*Exercise 1*: In the IAGB election interview below, switch "Executive Committee" to "Board of Directors" and reproduce the passage starting at "ADITI TAYLOR: In" and ending at "the torch burning!".
- - -
Given the importance of elections of the IAGB, one of the oldest Indian-American community organizations in the United States, INDIA New England News sent the same set of questions to two presidential candidates: Syed Ali Rizvi and Aditi Taylor. Here are the unedited answers from Ms. Taylor.
INDIA New England News: Why do you want to be the president of IAGB?
ADITI TAYLOR: In its 55 years of history, IAGB and its leaders have provided a solid foundation for many other community organizations that came after it. But IAGB itself hasn’t really covered much ground beyond the two events it is known for. Progress is impossible without change and for change to really ‘stick’, it has to be driven in the tone from the top. In order to thrive with the changing times and to serve as the leader of the community, IAGB needs an infusion of new ideas, new blood and new energy.
I am well known in the community for my ability to ‘get things done, and done well’. I know that with the support of the capable Executive Committee that will be in place, I can drive demonstrable, measurable and positive change in the next two years that can inspire our next generation to be engaged in this organization and to keep the torch burning!
INE: What does IAGB mean to you as a community organization?
AT: To me, IAGB must be that cohesive group that is responsible for fostering and supporting a sustainable identity for our Indian-American community regardless of region, caste, creed or age. It should be a conduit to connect our ever-growing Indian-American community with the society at-large across multiple dimensions of civic engagement, community service, social interaction, economic opportunities, business collaborations, academic exchanges and cultural relations.
INE: How long and in what capacity you have been involved with IAGB?
AT: I have been working for IAGB as a Director on the Executive Committee for 8 years (2005-2011, 2015-2017) and supporting it from the outside for many more. All throughout my focus was on innovation. Over the years, I have envisioned and actively led the design, ground work, implementation and leadership of many ‘first-ever’ events, including the college workshop, food festival, multi-age group competitions (including chess, quizzes, art, essay, debates, etc.) and Antakshari for IAGB. Over the years, I also consistently co-chaired the Cultural Committee, including all the ground work to leading up to the event-day management of IAGB’s signature events.
INE: What are the three things you wish to accomplish as president of IAGB?
AT: Actually, I have six?. My objective is to drive CHANGE. These are not just six letters, but six Pillars of Action. Under each Pillar of Action, I have identified 2-3 measurable and actionable activities that can be accomplished in the next two years. These are not merely general ideas, but have concrete actions associated with them. Not only will these expand the reach and visibility of IAGB, but also engage our younger generation to pay it forward, which should be the most important reason for running organizations like this!
1) Create a visible presence and voice for the Indian-American community in New England
2) Harness the non-profit and Greater Boston area academic relations to identify diverse opportunities for our youth
3) Activate the organization strength and resources to serve the underprivileged in our adopted land, USA
4) Nurture a sustainable platform to unite our seniors to share knowledge and experiences for social.
- - -
*Exercise 2*: Reproduce the records below starting at the line containing "Exercise. Point out every instance of the small stone" and ending at the line containing "x=592, y=81". Offset each x and y coordinate in the answers by adding 147, and copy every other line unchanged.

[Records in a dataset]
- - -
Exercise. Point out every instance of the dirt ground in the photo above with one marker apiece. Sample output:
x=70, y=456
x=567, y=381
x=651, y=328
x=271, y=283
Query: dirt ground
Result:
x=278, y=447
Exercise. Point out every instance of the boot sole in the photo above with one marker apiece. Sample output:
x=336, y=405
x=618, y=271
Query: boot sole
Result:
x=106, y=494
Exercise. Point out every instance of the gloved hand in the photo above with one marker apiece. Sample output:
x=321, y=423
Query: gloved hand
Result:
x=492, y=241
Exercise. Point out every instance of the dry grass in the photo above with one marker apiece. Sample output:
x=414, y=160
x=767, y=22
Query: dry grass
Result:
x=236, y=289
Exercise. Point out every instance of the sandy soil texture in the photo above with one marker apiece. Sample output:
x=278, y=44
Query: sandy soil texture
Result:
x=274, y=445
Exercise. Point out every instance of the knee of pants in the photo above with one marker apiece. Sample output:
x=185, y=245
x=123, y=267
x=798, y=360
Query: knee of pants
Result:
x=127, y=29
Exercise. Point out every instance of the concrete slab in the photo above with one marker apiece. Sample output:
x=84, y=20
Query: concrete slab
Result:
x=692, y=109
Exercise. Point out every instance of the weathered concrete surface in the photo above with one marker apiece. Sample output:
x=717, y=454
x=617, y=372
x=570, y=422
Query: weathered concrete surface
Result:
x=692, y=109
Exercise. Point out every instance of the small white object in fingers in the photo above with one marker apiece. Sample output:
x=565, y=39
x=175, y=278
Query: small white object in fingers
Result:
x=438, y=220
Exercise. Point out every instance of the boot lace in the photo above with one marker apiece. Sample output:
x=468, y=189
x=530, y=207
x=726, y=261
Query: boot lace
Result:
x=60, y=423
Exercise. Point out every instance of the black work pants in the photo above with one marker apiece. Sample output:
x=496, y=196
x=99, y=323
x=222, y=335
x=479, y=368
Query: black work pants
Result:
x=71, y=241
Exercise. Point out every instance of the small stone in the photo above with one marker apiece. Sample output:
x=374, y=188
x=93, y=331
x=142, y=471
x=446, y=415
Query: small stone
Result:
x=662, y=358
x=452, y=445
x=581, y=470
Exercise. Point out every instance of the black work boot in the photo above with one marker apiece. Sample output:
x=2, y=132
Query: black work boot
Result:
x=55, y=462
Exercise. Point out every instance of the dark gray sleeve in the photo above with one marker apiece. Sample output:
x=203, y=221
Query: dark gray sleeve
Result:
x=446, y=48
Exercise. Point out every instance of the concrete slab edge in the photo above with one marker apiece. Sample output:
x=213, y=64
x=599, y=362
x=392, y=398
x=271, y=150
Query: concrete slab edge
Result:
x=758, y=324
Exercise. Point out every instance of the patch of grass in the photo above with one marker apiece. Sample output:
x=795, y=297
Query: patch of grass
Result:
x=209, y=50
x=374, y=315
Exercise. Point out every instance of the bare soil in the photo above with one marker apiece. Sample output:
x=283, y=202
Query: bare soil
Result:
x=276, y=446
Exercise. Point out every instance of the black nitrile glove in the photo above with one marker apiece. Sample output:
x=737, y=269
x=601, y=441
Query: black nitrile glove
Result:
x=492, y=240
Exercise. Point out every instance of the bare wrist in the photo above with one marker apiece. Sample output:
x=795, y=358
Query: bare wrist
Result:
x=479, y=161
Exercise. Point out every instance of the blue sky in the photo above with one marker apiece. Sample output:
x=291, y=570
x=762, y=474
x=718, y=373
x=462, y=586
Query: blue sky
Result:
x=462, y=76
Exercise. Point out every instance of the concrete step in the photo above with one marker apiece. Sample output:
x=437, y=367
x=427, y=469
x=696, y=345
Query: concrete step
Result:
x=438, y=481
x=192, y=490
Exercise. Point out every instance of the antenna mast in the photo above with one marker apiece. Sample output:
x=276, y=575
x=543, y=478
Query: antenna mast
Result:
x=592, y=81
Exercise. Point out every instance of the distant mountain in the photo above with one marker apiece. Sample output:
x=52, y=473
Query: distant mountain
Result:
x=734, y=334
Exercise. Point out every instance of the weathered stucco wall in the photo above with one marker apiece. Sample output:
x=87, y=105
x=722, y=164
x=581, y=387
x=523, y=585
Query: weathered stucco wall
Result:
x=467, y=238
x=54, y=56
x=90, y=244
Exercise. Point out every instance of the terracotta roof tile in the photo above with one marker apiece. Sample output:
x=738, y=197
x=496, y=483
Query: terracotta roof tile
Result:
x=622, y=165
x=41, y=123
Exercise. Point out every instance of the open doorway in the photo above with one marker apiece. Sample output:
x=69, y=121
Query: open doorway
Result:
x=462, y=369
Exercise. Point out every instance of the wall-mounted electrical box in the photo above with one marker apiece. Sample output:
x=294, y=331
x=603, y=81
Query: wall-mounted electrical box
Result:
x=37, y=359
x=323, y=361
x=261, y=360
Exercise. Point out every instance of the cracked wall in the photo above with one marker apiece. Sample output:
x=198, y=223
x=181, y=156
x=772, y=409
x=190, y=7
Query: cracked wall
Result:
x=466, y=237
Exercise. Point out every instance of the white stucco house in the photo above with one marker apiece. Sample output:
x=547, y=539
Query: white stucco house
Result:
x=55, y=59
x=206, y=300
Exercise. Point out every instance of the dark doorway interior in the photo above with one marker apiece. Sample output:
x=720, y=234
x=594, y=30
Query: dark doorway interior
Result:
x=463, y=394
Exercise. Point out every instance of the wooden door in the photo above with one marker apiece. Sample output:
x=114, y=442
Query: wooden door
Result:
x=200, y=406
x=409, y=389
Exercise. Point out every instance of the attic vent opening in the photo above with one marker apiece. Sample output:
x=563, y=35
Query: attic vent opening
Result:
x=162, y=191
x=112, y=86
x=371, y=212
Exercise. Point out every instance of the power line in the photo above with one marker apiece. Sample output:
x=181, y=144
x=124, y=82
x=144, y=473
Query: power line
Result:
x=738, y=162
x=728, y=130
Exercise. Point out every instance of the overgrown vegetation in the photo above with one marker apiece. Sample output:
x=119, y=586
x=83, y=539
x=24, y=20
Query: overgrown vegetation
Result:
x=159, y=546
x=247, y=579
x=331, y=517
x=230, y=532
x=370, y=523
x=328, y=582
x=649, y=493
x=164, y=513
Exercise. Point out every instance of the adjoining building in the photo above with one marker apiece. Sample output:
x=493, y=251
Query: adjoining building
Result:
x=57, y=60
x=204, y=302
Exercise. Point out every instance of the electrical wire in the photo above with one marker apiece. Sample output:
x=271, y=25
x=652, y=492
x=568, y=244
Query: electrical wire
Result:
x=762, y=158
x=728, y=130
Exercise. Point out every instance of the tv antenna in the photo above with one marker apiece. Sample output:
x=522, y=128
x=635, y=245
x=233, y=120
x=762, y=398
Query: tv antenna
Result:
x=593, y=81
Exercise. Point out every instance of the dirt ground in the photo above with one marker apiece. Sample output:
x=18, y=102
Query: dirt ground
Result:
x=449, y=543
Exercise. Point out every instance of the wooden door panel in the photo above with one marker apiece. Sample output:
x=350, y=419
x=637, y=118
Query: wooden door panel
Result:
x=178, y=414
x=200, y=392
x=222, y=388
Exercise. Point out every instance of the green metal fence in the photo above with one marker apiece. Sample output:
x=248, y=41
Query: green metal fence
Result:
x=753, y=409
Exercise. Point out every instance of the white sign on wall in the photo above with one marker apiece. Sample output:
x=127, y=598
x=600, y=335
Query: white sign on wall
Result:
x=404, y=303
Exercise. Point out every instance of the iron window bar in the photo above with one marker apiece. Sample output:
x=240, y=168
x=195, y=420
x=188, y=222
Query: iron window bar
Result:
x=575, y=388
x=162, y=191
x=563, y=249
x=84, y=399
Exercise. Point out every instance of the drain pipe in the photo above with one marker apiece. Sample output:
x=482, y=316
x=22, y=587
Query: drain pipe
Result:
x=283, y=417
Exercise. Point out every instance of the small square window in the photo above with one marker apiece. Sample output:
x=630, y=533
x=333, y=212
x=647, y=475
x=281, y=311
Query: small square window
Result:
- - -
*Worked solution 1*:
ADITI TAYLOR: In its 55 years of history, IAGB and its leaders have provided a solid foundation for many other community organizations that came after it. But IAGB itself hasn’t really covered much ground beyond the two events it is known for. Progress is impossible without change and for change to really ‘stick’, it has to be driven in the tone from the top. In order to thrive with the changing times and to serve as the leader of the community, IAGB needs an infusion of new ideas, new blood and new energy.
I am well known in the community for my ability to ‘get things done, and done well’. I know that with the support of the capable Board of Directors that will be in place, I can drive demonstrable, measurable and positive change in the next two years that can inspire our next generation to be engaged in this organization and to keep the torch burning!

*Worked solution 2*:
Exercise. Point out every instance of the small stone in the photo above with one marker apiece. Sample output:
x=374, y=188
x=93, y=331
x=142, y=471
x=446, y=415
Query: small stone
Result:
x=809, y=505
x=599, y=592
x=728, y=617
Exercise. Point out every instance of the black work boot in the photo above with one marker apiece. Sample output:
x=2, y=132
Query: black work boot
Result:
x=202, y=609
Exercise. Point out every instance of the dark gray sleeve in the photo above with one marker apiece. Sample output:
x=203, y=221
Query: dark gray sleeve
Result:
x=593, y=195
Exercise. Point out every instance of the concrete slab edge in the photo above with one marker apiece. Sample output:
x=213, y=64
x=599, y=362
x=392, y=398
x=271, y=150
Query: concrete slab edge
Result:
x=905, y=471
Exercise. Point out every instance of the patch of grass in the photo above with one marker apiece. Sample output:
x=795, y=297
Query: patch of grass
Result:
x=356, y=197
x=521, y=462
Exercise. Point out every instance of the bare soil in the photo above with one marker apiece. Sample output:
x=283, y=202
Query: bare soil
Result:
x=423, y=593
Exercise. Point out every instance of the black nitrile glove in the photo above with one marker apiece. Sample output:
x=737, y=269
x=601, y=441
Query: black nitrile glove
Result:
x=639, y=387
Exercise. Point out every instance of the bare wrist in the photo above with one marker apiece. Sample output:
x=795, y=358
Query: bare wrist
Result:
x=626, y=308
Exercise. Point out every instance of the blue sky in the photo above with one marker apiece. Sample output:
x=291, y=570
x=762, y=474
x=718, y=373
x=462, y=586
Query: blue sky
Result:
x=609, y=223
Exercise. Point out every instance of the concrete step in the photo above with one marker apiece. Sample output:
x=437, y=367
x=427, y=469
x=696, y=345
Query: concrete step
Result:
x=585, y=628
x=339, y=637
Exercise. Point out every instance of the antenna mast in the photo above with one marker apiece. Sample output:
x=276, y=575
x=543, y=478
Query: antenna mast
Result:
x=739, y=228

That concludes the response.